Task input:
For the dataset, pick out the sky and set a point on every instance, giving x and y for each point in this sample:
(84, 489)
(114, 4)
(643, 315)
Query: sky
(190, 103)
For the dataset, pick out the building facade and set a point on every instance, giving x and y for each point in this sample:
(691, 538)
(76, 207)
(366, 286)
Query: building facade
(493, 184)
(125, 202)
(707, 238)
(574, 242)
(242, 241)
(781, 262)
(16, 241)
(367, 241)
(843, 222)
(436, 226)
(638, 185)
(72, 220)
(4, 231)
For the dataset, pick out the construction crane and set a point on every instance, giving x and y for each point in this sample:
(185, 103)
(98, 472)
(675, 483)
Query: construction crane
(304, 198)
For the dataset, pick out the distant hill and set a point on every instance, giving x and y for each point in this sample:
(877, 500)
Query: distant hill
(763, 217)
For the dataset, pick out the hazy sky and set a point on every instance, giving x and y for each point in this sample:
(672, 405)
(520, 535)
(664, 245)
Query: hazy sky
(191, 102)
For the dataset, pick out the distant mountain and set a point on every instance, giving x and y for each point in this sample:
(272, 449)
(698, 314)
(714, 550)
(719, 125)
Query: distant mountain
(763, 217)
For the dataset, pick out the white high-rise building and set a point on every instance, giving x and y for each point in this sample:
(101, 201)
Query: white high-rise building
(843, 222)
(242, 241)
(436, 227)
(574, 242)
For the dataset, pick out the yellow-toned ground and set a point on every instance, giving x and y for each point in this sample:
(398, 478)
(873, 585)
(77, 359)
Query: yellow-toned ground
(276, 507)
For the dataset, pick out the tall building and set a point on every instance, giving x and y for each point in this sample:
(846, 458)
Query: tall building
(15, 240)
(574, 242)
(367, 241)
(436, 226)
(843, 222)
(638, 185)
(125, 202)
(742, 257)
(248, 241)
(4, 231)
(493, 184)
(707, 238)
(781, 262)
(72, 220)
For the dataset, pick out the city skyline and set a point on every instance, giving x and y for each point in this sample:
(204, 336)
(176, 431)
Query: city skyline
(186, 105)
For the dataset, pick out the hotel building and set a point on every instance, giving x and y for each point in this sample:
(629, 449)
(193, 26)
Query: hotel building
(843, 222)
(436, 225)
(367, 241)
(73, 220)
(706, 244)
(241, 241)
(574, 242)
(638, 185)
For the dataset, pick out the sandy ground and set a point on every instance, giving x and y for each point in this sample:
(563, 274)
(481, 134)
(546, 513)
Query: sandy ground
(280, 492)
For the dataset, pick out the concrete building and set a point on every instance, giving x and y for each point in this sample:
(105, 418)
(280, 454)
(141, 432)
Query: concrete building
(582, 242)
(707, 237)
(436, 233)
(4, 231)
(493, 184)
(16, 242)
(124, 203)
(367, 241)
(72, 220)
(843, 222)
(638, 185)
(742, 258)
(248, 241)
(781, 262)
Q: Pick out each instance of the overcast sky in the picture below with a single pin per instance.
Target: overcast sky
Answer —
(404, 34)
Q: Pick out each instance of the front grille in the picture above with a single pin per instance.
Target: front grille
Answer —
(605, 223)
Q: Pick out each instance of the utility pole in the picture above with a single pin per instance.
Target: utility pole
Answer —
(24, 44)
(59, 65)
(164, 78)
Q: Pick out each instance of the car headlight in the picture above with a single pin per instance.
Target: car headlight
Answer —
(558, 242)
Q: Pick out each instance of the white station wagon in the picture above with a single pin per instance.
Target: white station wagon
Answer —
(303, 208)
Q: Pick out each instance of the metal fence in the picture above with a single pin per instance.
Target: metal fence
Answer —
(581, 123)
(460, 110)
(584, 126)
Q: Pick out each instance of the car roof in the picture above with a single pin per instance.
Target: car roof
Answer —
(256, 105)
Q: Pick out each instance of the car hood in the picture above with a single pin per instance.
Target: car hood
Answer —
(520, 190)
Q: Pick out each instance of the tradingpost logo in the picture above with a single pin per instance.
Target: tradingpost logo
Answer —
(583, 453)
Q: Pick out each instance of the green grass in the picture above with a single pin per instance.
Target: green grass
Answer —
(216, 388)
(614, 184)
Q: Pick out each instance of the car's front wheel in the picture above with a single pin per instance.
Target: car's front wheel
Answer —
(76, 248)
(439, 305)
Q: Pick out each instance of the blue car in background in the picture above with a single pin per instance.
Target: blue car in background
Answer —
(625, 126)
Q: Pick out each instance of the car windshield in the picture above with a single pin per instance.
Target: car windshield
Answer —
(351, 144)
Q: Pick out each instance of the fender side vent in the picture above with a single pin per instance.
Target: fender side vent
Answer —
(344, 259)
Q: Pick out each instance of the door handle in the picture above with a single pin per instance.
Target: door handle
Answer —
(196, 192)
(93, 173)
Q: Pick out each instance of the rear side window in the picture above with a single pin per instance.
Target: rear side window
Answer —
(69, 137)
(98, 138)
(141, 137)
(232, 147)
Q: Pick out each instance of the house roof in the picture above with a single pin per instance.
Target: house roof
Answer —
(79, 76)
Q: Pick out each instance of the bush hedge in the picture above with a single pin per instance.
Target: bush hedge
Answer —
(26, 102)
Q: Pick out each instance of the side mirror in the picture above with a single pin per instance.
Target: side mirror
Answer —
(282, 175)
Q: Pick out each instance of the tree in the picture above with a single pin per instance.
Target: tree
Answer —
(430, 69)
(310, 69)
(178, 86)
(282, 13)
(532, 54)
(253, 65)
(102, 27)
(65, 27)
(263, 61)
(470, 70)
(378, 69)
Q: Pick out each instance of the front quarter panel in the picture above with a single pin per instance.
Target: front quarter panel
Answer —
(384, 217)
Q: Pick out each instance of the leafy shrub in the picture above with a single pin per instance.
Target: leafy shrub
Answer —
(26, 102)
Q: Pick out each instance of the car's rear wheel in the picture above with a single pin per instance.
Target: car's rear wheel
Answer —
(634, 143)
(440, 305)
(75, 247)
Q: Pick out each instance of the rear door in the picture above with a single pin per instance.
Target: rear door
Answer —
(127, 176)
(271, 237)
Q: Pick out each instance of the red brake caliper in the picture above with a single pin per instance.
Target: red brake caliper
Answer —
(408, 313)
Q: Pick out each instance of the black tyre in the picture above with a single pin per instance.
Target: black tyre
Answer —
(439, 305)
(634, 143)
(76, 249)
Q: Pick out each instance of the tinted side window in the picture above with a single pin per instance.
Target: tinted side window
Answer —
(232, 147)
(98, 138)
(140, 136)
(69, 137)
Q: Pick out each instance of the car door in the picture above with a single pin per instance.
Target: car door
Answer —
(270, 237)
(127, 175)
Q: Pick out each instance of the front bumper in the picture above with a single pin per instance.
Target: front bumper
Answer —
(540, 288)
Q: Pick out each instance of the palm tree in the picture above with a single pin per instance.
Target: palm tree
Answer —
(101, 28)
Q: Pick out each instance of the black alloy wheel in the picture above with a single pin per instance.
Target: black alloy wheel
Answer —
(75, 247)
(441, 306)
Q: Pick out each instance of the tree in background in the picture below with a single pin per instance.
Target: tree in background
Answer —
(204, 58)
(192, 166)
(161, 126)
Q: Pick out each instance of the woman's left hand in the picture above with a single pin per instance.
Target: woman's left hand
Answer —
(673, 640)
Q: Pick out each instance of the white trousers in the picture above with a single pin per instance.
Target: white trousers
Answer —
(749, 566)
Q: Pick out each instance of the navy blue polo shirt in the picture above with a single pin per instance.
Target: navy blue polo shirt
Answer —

Exercise instructions: Extract the complete set of records unchanged.

In response:
For the dataset, pick out the sky and set a point on every instance, giving x and y for each point in this sample:
(84, 489)
(114, 4)
(643, 315)
Query: sky
(190, 103)
For the dataset, pick out the building facade and set a point on every instance, giving x and y for each point in this sample:
(691, 538)
(76, 207)
(366, 286)
Query: building facade
(493, 184)
(125, 202)
(707, 238)
(574, 242)
(242, 241)
(781, 262)
(16, 241)
(367, 241)
(843, 222)
(436, 226)
(638, 185)
(72, 220)
(4, 231)
For the dataset, pick out the construction crane and set a point on every instance, giving x and y for each point in this sample:
(185, 103)
(98, 472)
(675, 483)
Query: construction crane
(304, 198)
For the dataset, pick out the distant hill and set a point on every instance, giving x and y for each point in this sample:
(877, 500)
Query: distant hill
(763, 217)
For the dataset, pick out the hazy sky and set a point on every instance, giving x and y for each point in this sample:
(672, 405)
(520, 535)
(664, 245)
Query: hazy sky
(191, 102)
For the dataset, pick out the distant mountain and set a point on every instance, giving x and y for each point in this sample:
(272, 449)
(698, 314)
(714, 550)
(719, 125)
Query: distant mountain
(763, 217)
For the dataset, pick out the white high-rise building and set a point on every instance, giving x and y for each point in this sample:
(101, 201)
Query: white high-rise building
(843, 222)
(242, 241)
(436, 227)
(574, 242)
For the dataset, pick out the yellow-toned ground and set a point on every instance, giving x and y for each point in this sample:
(398, 478)
(873, 585)
(77, 359)
Query: yellow-toned ground
(276, 507)
For the dataset, pick out the tall building and set a point on every instance, giving x and y for each point in this sample:
(846, 458)
Query: tall building
(15, 240)
(574, 242)
(367, 241)
(436, 226)
(843, 222)
(638, 185)
(125, 202)
(742, 257)
(248, 241)
(4, 231)
(493, 184)
(707, 238)
(781, 262)
(72, 220)
For the dataset, pick out the city skyline and set a point on every instance, giving x and y for each point in this sample:
(204, 336)
(176, 431)
Query: city skyline
(186, 105)
For the dataset, pick out the hotel building and set a point on every instance, giving x and y for each point in this sample:
(629, 449)
(193, 26)
Query: hotel building
(843, 222)
(436, 225)
(367, 241)
(73, 220)
(706, 244)
(241, 241)
(574, 242)
(638, 185)
For the dataset, pick out the sandy ground and set a point on every instance, giving x and y for each point in this sample:
(563, 274)
(481, 134)
(546, 513)
Query: sandy ground
(280, 492)
For the dataset, pick out the concrete building and set a point on every instance, giving x and y for each point in this sample:
(105, 418)
(280, 454)
(141, 432)
Query: concrete building
(582, 242)
(707, 237)
(436, 233)
(4, 231)
(493, 184)
(16, 242)
(124, 203)
(367, 241)
(72, 220)
(843, 222)
(638, 185)
(742, 258)
(248, 241)
(781, 262)
Q: Pick out each instance of the overcast sky in the picture below with a single pin per instance.
Target: overcast sky
Answer —
(404, 34)
Q: Pick out each instance of the front grille in the picture above with a single pin per instance.
Target: front grille
Answer —
(605, 223)
Q: Pick out each instance of the utility pole in the picture above with a single pin per instance.
Target: utility pole
Answer —
(24, 44)
(59, 65)
(164, 78)
Q: Pick out each instance of the car headlight in the picture above with a single pin per instance.
Target: car headlight
Answer —
(558, 242)
Q: Pick out each instance of the white station wagon in the picture above with a single pin per instance.
Target: white station wagon
Answer —
(303, 208)
Q: Pick out each instance of the metal fence in the picture above with a single pin per instance.
Target: metal fence
Answer —
(581, 123)
(460, 110)
(584, 126)
Q: Pick out each instance of the car roof in the picture above with a single pin per instance.
Target: car roof
Answer —
(256, 105)
Q: Pick out each instance of the car hood in the picture above with a single pin per instance.
Target: car hood
Answer —
(520, 190)
Q: Pick out each instance of the tradingpost logo in the picture above with a single pin per instance.
Target: tradingpost logo
Answer —
(583, 453)
Q: Pick out each instance of the green grass in the picture above with a single pin per instance.
Target: green grass
Answer —
(216, 388)
(614, 184)
Q: Pick out each instance of the car's front wheel in the picture above with a single pin per instance.
Target: car's front wheel
Answer —
(76, 248)
(439, 305)
Q: Pick out each instance of the blue car in background in the picture above with a single pin per instance.
Target: blue car in background
Answer —
(625, 126)
Q: Pick out each instance of the car windshield in the picture above with a single pin per instance.
Target: car windshield
Answer —
(351, 144)
Q: Pick out each instance of the fender side vent in the picture above with a single pin per instance.
Target: fender side vent
Answer —
(344, 259)
Q: Pick out each instance of the door handle in the picture above with a single pin per instance.
Target: door handle
Answer —
(196, 192)
(93, 173)
Q: Pick out each instance of the rear side window in the picture above with a single pin per instance.
Target: rear side window
Answer —
(69, 137)
(98, 138)
(141, 137)
(232, 147)
Q: Pick out each instance of the house roof in the picture above with a single pin per instance.
Target: house roof
Answer —
(79, 76)
Q: Pick out each instance of the bush hedge in the picture above with a single pin per instance.
Target: bush hedge
Answer —
(26, 102)
Q: Pick out each instance of the side mirror in the picture above with a single pin per instance.
Target: side mirror
Answer —
(282, 175)
Q: Pick out each instance of the tree in the picture above with a single pin per instance.
Target: tree
Answer —
(430, 69)
(310, 69)
(178, 86)
(282, 13)
(532, 54)
(253, 65)
(102, 27)
(65, 27)
(263, 61)
(470, 70)
(378, 69)
Q: Pick out each instance of the front quarter panel in the picture above with a single pin per instance.
Target: front quarter panel
Answer —
(384, 217)
Q: Pick out each instance of the leafy shrub in the picture above with a single pin per instance.
Target: leafy shrub
Answer —
(26, 102)
Q: Pick out each instance of the car's rear wheel in the picture above with a single pin per instance.
Target: car's rear wheel
Answer —
(634, 143)
(440, 305)
(75, 247)
Q: Pick out each instance of the rear door in the picture above with a single pin per instance.
Target: rear door
Answer —
(127, 176)
(271, 237)
Q: Pick out each instance of the red brake caliper in the picture above with a single pin per instance.
Target: red brake caliper
Answer —
(408, 313)
Q: Pick out each instance of the black tyre in the picture above with a single pin per instance.
Target: black tyre
Answer —
(439, 305)
(634, 143)
(76, 249)
Q: Pick out each instance of the tinted side window in the picture above with a single pin per instance.
Target: tinted side window
Answer —
(232, 147)
(98, 138)
(140, 136)
(69, 137)
Q: Pick out each instance of the car door in the picture above with a single pin per instance.
Target: car door
Answer —
(270, 237)
(127, 175)
Q: Pick out each instance of the front bumper in the picture above with a single pin per instance.
Target: front bumper
Answer —
(540, 288)
Q: Pick out each instance of the palm tree in the picture above with a single pin per instance.
Target: palm tree
Answer —
(101, 28)
Q: Pick out each instance of the black alloy wheel in the picture above with a single pin per instance.
Target: black alloy wheel
Answer —
(75, 247)
(441, 306)
Q: Pick out each instance of the tree in background in the picture below with a single pin per instance.
Target: tree in background
Answer —
(204, 58)
(192, 166)
(161, 126)
Q: Pick out each instance of the woman's left hand in the picture above with a single pin per instance.
Target: woman's left hand
Answer —
(673, 640)
Q: Pick out each instance of the white trousers in the picture above with a single pin per instance.
Target: white trousers
Answer —
(749, 566)
Q: Pick out each instance of the navy blue polo shirt in the picture above with a single pin per instance.
Target: navy blue polo shirt
Answer —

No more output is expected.